■ **Work to do**: Copy the rows word for word, from the line with "Where can the sidewalk" to the line with "Query: shrub", including both of those lines.

== Data listing

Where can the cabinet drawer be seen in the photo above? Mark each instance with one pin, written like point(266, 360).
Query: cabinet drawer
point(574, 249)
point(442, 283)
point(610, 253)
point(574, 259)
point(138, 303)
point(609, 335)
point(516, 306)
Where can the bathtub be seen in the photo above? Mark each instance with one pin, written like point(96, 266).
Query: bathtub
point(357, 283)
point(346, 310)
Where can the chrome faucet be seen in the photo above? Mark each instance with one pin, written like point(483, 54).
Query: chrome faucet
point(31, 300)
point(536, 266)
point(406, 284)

====
== Data listing

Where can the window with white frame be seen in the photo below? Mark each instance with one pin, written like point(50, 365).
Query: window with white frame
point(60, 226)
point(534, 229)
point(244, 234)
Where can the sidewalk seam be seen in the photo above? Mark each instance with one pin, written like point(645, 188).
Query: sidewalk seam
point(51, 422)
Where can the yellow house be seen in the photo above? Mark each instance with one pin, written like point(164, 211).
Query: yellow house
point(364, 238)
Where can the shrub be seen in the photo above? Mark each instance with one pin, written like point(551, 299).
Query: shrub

====
== Data listing

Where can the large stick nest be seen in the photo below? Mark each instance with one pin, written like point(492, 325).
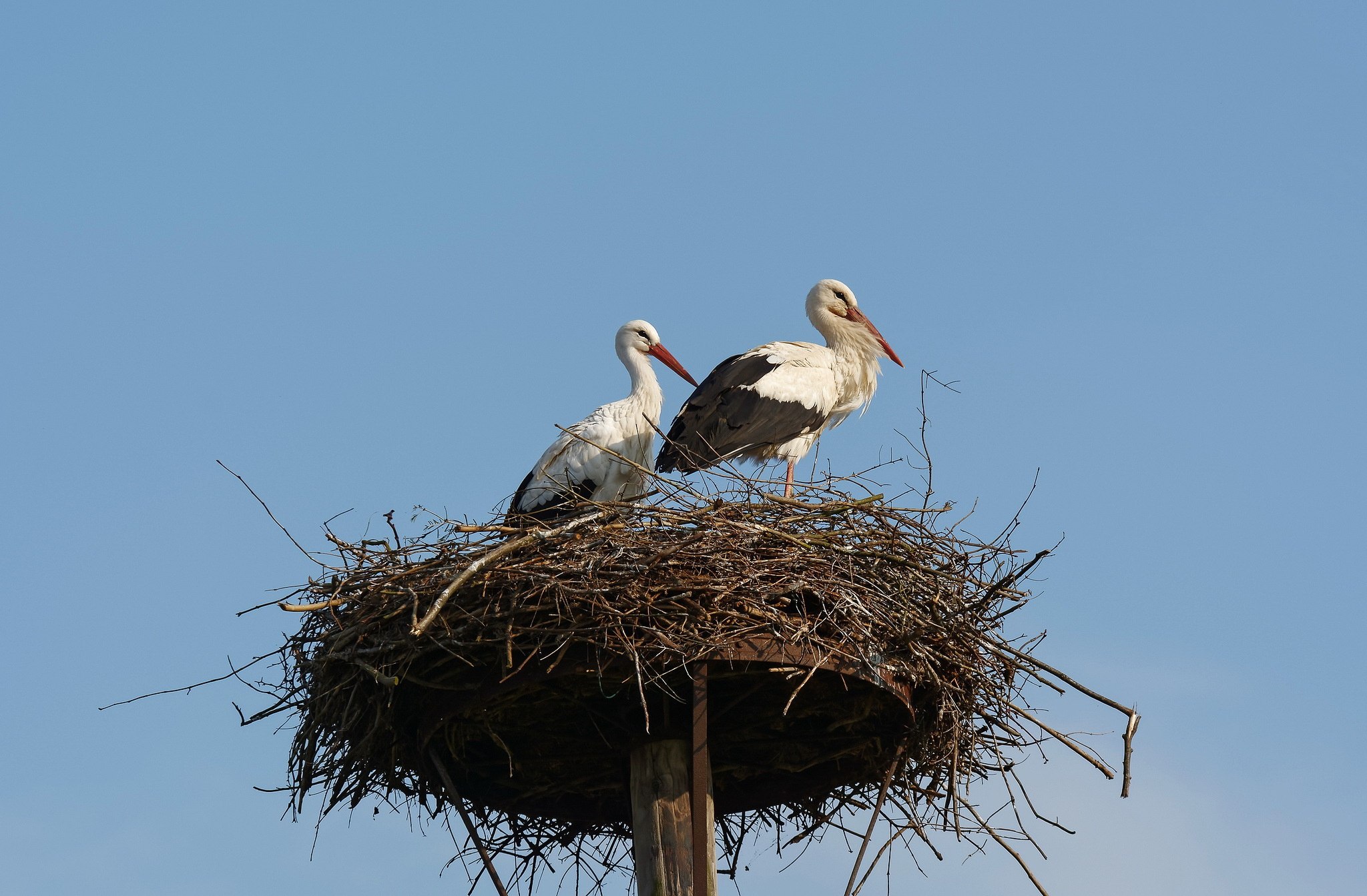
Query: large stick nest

====

■ **Answer for this exercise**:
Where can the sidewalk seam be seen in the photo above? Mark each instance with one pin, written like point(645, 188).
Query: sidewalk seam
point(51, 422)
Where can the yellow house be seen in the photo above? Mark each instance with one pin, written like point(164, 211).
Query: yellow house
point(364, 238)
Where can the shrub be seen in the photo above? Mark each instance with one pin, written like point(551, 299).
Query: shrub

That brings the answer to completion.